I'm going to do something terrifying right now. I'm going to open up my entire revenue history — every single dollar — from the last 18 months of running a tech blog and YouTube channel. No cherry-picked months. No hiding the bad weeks. Just the real numbers, the real struggles, and the real lessons.
If you're new to the build in public movement, the premise is simple: share what you're doing, how you're doing it, and — most importantly — what's actually happening with your business. Not the highlight reel. The actual dashboard. I've been posting monthly income breakdowns on my blog for over a year now, and the response has been incredible. People don't relate to polished success stories. They relate to the messy middle.

So here's my messy middle. All of it.

How I Got Started (And Why I Chose the Wrong Thing First)

Like most developer-creators, I started my blog in January two years ago. I was burned out from corporate work and figured I could write tutorials, post them somewhere, and maybe — maybe — make a few hundred bucks a month on the side. I had no grand vision. I just wanted a small income stream that wasn't tied to a W-2.
The first monetization I set up was also the easiest: Google AdSense. I pasted the code on my blog, enabled YouTube monetization, and waited for the money to roll in. Spoiler: it didn't roll. It trickled. Like a leaky faucet that you're not even sure is worth fixing.

But before I dump on display ads, let me be fair. They served a purpose. They were the on-ramp.

The Display Ads Chapter: My Real Numbers

Here's my real numbers for display advertising, pulled straight from my dashboard screenshots.
My blog pulled in roughly 50,000 monthly page views at its peak. For that traffic, I earned between $200 and $400 per month from display ads. The seasonal swings were wild — Q4 always spiked, January always cratered. Working out the per-impression math, that comes to about $4 to $8 per thousand page views, which is pretty standard for the tech niche.
For a single article that gets 500 views in a month? You might see $2 to $4. Maybe. On a good day.
YouTube was even worse. A video with 10,000 views might earn me $30 to $50, depending on the topic and who was watching. Tech content gets lower CPMs than finance or lifestyle. That's just the reality — the advertisers in our space pay less per eyeball.
Here's what nobody tells you when you start: a huge chunk of your audience will never see your ads at all. Tech-savvy readers use ad blockers. Developers basically invented ad blockers. Some of my most engaged readers — the ones who actually read the whole article and shared it — were generating exactly zero revenue for me. They were my best fans and my worst "customers" in ad-network terms.
And then there's the user experience tax. Every ad placement is a tiny vote against your reader's experience. Page load times go up. Visual clutter goes up. I started getting emails from readers saying, "I love your content, but the ads are killing the page." That hit different.
My takeaway after 8 months: Display ads are a baseline. They keep the lights on. They will never make you enough to quit your job. They will never fund anything ambitious. They are the training wheels of creator monetization.

*Given problem 1*
According to the revenue breakdown, why did some of the most engaged readers produce no display-ad income?

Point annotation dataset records

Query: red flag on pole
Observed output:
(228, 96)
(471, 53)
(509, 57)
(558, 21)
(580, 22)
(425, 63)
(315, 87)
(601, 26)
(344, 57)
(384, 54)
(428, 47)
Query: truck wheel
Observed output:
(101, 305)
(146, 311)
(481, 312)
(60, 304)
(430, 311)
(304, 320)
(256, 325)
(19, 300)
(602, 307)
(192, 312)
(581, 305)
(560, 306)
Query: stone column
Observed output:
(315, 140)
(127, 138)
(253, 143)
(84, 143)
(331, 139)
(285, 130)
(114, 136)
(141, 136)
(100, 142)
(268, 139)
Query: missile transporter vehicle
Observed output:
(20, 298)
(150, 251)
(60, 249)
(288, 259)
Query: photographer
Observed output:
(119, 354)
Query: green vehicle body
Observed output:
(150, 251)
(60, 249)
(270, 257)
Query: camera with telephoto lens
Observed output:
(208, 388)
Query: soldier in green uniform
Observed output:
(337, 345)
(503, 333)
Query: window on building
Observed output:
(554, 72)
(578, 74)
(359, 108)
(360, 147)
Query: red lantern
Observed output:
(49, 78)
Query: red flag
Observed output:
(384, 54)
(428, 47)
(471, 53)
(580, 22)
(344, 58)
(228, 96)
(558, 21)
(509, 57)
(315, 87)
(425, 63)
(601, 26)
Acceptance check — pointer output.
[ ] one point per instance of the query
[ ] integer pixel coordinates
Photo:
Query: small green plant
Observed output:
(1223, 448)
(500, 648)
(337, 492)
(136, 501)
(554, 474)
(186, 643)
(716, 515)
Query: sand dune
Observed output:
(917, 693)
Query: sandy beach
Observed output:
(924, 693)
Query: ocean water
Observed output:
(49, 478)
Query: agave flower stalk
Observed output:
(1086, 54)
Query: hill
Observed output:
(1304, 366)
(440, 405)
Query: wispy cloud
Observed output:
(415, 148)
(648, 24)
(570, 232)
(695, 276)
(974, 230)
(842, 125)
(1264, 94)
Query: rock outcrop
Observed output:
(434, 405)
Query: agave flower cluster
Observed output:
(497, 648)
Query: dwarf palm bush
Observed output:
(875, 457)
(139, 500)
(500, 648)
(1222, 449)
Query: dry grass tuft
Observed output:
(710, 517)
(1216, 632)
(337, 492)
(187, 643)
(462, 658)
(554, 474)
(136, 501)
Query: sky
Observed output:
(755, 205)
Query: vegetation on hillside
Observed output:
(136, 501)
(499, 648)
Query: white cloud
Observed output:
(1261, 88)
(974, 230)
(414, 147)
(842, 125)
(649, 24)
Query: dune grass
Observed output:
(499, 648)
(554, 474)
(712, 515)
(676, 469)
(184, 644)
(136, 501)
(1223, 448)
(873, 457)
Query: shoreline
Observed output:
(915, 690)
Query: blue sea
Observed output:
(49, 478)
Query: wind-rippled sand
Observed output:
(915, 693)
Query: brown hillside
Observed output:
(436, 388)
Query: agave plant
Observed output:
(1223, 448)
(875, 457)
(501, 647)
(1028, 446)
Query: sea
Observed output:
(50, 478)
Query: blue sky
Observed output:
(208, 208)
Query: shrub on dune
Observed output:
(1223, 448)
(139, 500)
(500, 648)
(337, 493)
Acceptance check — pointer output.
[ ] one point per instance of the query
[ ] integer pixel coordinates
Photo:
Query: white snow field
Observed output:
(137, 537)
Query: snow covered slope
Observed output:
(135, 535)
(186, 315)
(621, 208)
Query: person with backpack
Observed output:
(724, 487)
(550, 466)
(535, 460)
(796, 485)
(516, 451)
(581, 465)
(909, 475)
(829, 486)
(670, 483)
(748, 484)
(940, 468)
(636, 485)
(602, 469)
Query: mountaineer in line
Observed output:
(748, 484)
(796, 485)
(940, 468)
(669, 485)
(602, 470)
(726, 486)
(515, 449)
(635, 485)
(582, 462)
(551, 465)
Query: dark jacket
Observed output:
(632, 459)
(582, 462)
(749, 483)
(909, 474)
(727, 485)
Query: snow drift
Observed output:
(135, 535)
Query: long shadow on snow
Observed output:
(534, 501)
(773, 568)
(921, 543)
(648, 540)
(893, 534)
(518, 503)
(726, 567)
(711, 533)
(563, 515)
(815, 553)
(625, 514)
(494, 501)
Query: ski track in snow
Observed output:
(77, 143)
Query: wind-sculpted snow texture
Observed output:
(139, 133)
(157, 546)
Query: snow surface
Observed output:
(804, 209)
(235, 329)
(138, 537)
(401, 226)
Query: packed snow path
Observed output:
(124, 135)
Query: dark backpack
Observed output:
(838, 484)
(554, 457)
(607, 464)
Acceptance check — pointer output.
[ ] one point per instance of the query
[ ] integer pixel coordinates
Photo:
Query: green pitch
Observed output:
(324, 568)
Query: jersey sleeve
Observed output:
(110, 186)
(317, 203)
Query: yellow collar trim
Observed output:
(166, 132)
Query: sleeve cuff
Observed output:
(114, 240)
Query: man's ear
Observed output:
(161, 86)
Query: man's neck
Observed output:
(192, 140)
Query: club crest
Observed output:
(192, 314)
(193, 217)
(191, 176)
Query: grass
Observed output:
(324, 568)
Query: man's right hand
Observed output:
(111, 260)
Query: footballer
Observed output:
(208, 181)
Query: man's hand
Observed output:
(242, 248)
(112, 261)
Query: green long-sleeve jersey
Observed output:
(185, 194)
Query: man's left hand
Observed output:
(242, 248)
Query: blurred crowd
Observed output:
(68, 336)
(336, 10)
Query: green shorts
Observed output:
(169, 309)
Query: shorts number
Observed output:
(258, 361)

*Given problem 2*
Scale the records starting with the line that contains "Query: man's neck" and going on through the end of the records. Repeat every line, requests included, but multiply each point coordinate by 1.7 and round to the nearest whole number, with halves going up.

*Full solution 1*
Tech-savvy readers use ad blockers, so a large share of the audience never sees the ads at all. Even readers who read whole articles and shared them therefore generated zero revenue.

*Full solution 2*
Query: man's neck
Observed output:
(326, 238)
Query: club crest
Observed output:
(326, 534)
(328, 369)
(325, 299)
Query: grass
Observed output:
(551, 966)
Query: man's right hand
Observed output:
(189, 442)
Query: footballer
Observed output:
(354, 308)
Query: man's hand
Observed output:
(411, 422)
(190, 444)
Query: green long-sleeve jersey
Observed output:
(315, 330)
Query: man's left hand
Observed output:
(411, 422)
Query: blurred crowd
Observed output:
(116, 571)
(571, 17)
Query: green shorts
Observed output:
(287, 525)
Query: shorts number
Observed output:
(439, 614)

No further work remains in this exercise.